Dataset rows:
::::::::
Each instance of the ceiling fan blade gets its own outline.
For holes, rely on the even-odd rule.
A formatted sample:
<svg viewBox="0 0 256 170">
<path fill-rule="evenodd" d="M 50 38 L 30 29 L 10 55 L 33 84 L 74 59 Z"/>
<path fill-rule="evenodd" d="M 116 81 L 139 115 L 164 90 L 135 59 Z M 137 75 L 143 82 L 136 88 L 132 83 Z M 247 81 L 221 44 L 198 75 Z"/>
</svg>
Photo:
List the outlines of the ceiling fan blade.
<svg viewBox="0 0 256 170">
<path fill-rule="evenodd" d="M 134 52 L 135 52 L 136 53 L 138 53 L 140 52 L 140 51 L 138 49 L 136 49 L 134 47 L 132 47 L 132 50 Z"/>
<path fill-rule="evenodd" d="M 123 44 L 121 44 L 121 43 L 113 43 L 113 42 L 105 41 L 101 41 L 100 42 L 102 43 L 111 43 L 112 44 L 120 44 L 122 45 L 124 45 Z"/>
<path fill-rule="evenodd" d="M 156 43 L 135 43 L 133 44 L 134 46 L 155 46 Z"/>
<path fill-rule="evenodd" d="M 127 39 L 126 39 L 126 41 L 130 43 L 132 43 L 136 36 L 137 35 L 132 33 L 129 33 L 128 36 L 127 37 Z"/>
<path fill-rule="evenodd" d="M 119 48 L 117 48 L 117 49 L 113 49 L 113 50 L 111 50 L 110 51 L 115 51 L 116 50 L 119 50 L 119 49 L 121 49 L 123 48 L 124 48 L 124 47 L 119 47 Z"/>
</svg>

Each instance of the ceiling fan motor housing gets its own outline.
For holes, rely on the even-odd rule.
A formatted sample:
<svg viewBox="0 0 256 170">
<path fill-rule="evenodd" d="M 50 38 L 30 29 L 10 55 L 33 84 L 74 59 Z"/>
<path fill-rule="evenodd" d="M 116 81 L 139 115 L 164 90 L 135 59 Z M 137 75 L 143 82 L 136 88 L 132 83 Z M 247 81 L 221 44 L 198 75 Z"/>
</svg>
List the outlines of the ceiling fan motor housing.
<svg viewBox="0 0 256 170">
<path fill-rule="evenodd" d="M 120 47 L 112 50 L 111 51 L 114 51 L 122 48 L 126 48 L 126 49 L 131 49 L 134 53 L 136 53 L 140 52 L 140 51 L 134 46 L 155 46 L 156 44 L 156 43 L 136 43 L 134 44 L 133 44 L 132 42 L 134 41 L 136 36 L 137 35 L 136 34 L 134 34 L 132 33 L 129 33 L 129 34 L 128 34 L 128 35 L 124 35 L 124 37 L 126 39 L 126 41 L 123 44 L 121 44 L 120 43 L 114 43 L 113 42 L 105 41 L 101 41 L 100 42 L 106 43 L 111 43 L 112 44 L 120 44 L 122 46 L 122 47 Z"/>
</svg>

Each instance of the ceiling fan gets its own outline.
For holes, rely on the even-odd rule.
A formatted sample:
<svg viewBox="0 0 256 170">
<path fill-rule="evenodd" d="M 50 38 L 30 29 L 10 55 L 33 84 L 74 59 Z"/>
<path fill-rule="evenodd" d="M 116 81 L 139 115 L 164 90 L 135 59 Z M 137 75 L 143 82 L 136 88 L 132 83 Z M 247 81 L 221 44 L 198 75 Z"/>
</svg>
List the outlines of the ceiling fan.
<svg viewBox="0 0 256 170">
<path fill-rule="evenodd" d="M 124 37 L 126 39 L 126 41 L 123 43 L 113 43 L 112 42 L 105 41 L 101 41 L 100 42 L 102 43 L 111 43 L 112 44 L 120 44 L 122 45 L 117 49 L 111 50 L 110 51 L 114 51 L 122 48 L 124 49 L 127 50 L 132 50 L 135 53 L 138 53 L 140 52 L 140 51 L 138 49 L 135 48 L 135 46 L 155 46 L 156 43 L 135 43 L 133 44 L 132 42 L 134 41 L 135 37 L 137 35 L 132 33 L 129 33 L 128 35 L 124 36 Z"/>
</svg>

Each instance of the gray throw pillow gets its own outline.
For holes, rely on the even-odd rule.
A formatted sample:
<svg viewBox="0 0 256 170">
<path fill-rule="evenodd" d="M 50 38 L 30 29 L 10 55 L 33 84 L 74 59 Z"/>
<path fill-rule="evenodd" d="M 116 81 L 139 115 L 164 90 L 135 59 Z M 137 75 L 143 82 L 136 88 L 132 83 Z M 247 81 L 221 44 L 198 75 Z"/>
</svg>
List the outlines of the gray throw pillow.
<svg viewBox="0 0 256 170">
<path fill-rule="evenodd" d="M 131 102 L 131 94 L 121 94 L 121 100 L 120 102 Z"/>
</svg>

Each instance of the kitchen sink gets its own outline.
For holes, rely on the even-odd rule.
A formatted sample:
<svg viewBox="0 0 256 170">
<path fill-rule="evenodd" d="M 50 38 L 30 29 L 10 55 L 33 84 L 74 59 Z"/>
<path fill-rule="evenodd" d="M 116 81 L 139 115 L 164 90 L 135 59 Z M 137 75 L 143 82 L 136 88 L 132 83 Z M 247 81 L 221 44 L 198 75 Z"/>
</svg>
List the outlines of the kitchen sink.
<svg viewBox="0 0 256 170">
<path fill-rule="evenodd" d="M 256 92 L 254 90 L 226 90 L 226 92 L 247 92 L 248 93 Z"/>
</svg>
::::::::
Exercise directions -> Rewrite the listing above as a numbered list with one entry per line, and omit the blank lines.

The answer ->
1. Each instance of the ceiling fan blade gets its own outline.
2. For holes, rely on the even-odd rule.
3. A formatted sample:
4. <svg viewBox="0 0 256 170">
5. <path fill-rule="evenodd" d="M 50 38 L 30 29 L 10 55 L 33 84 L 74 59 Z"/>
6. <path fill-rule="evenodd" d="M 116 81 L 139 115 L 164 90 L 135 59 Z M 137 75 L 143 82 L 136 88 L 132 83 Z M 247 81 L 221 44 L 198 75 Z"/>
7. </svg>
8. Photo:
9. List the outlines of the ceiling fan blade.
10. <svg viewBox="0 0 256 170">
11. <path fill-rule="evenodd" d="M 134 52 L 135 52 L 136 53 L 138 53 L 140 52 L 140 51 L 138 49 L 136 49 L 134 47 L 132 47 L 132 50 Z"/>
12. <path fill-rule="evenodd" d="M 123 44 L 121 44 L 121 43 L 113 43 L 113 42 L 105 41 L 101 41 L 100 42 L 102 43 L 111 43 L 112 44 L 120 44 L 122 45 L 124 45 Z"/>
13. <path fill-rule="evenodd" d="M 156 43 L 135 43 L 133 44 L 134 46 L 155 46 Z"/>
14. <path fill-rule="evenodd" d="M 127 39 L 126 39 L 126 41 L 130 43 L 132 43 L 136 36 L 137 35 L 132 33 L 129 33 L 128 36 L 127 37 Z"/>
15. <path fill-rule="evenodd" d="M 119 48 L 117 48 L 117 49 L 113 49 L 113 50 L 111 50 L 110 51 L 115 51 L 116 50 L 119 50 L 119 49 L 121 49 L 123 48 L 124 48 L 124 47 L 119 47 Z"/>
16. </svg>
17. Each instance of the ceiling fan motor housing gets its own outline.
18. For holes, rely on the even-odd rule.
19. A formatted sample:
20. <svg viewBox="0 0 256 170">
21. <path fill-rule="evenodd" d="M 50 38 L 30 29 L 10 55 L 33 84 L 74 59 Z"/>
22. <path fill-rule="evenodd" d="M 116 81 L 139 115 L 164 90 L 135 59 Z M 137 75 L 143 82 L 136 88 L 132 83 Z M 247 81 L 221 44 L 198 75 Z"/>
23. </svg>
24. List the outlines of the ceiling fan motor housing.
25. <svg viewBox="0 0 256 170">
26. <path fill-rule="evenodd" d="M 120 47 L 112 50 L 111 51 L 114 51 L 122 48 L 126 48 L 126 49 L 131 49 L 134 53 L 136 53 L 140 52 L 140 51 L 134 46 L 155 46 L 156 44 L 156 43 L 136 43 L 134 44 L 133 44 L 132 42 L 134 41 L 136 36 L 137 35 L 136 34 L 134 34 L 132 33 L 129 33 L 129 34 L 128 34 L 128 35 L 124 35 L 124 37 L 126 39 L 126 41 L 123 44 L 121 44 L 120 43 L 114 43 L 113 42 L 105 41 L 101 41 L 100 42 L 106 43 L 111 43 L 112 44 L 120 44 L 122 46 L 122 47 Z"/>
27. </svg>
28. Each instance of the ceiling fan gets its own outline.
29. For holes, rely on the even-odd rule.
30. A formatted sample:
31. <svg viewBox="0 0 256 170">
32. <path fill-rule="evenodd" d="M 50 38 L 30 29 L 10 55 L 33 84 L 74 59 Z"/>
33. <path fill-rule="evenodd" d="M 116 81 L 139 115 L 164 90 L 135 59 Z M 137 75 L 143 82 L 136 88 L 132 83 Z M 247 81 L 221 44 L 198 75 Z"/>
34. </svg>
35. List the outlines of the ceiling fan.
36. <svg viewBox="0 0 256 170">
37. <path fill-rule="evenodd" d="M 124 37 L 126 39 L 126 41 L 123 43 L 113 43 L 112 42 L 105 41 L 101 41 L 100 42 L 102 43 L 111 43 L 112 44 L 120 44 L 122 45 L 117 49 L 111 50 L 110 51 L 114 51 L 122 48 L 124 49 L 127 50 L 132 50 L 135 53 L 138 53 L 140 52 L 140 51 L 138 49 L 135 48 L 135 46 L 155 46 L 156 43 L 135 43 L 133 44 L 132 42 L 134 41 L 135 37 L 137 35 L 132 33 L 129 33 L 128 35 L 124 36 Z"/>
38. </svg>
39. Each instance of the gray throw pillow gets its own outline.
40. For holes, rely on the even-odd rule.
41. A formatted sample:
42. <svg viewBox="0 0 256 170">
43. <path fill-rule="evenodd" d="M 50 38 L 30 29 L 10 55 L 33 84 L 74 59 Z"/>
44. <path fill-rule="evenodd" d="M 116 81 L 139 115 L 164 90 L 135 59 Z M 137 75 L 143 82 L 136 88 L 132 83 Z M 247 81 L 221 44 L 198 75 Z"/>
45. </svg>
46. List the outlines of the gray throw pillow.
47. <svg viewBox="0 0 256 170">
48. <path fill-rule="evenodd" d="M 131 102 L 131 94 L 121 94 L 121 100 L 120 102 Z"/>
49. </svg>
50. Each instance of the kitchen sink gets its own outline.
51. For holes, rely on the even-odd rule.
52. A formatted sample:
53. <svg viewBox="0 0 256 170">
54. <path fill-rule="evenodd" d="M 50 38 L 30 29 L 10 55 L 33 84 L 74 59 Z"/>
55. <path fill-rule="evenodd" d="M 116 81 L 139 115 L 164 90 L 135 59 Z M 137 75 L 143 82 L 136 88 L 132 83 Z M 247 81 L 221 44 L 198 75 Z"/>
56. </svg>
57. List the outlines of the kitchen sink.
58. <svg viewBox="0 0 256 170">
59. <path fill-rule="evenodd" d="M 256 92 L 254 90 L 226 90 L 226 92 L 247 92 L 248 93 Z"/>
60. </svg>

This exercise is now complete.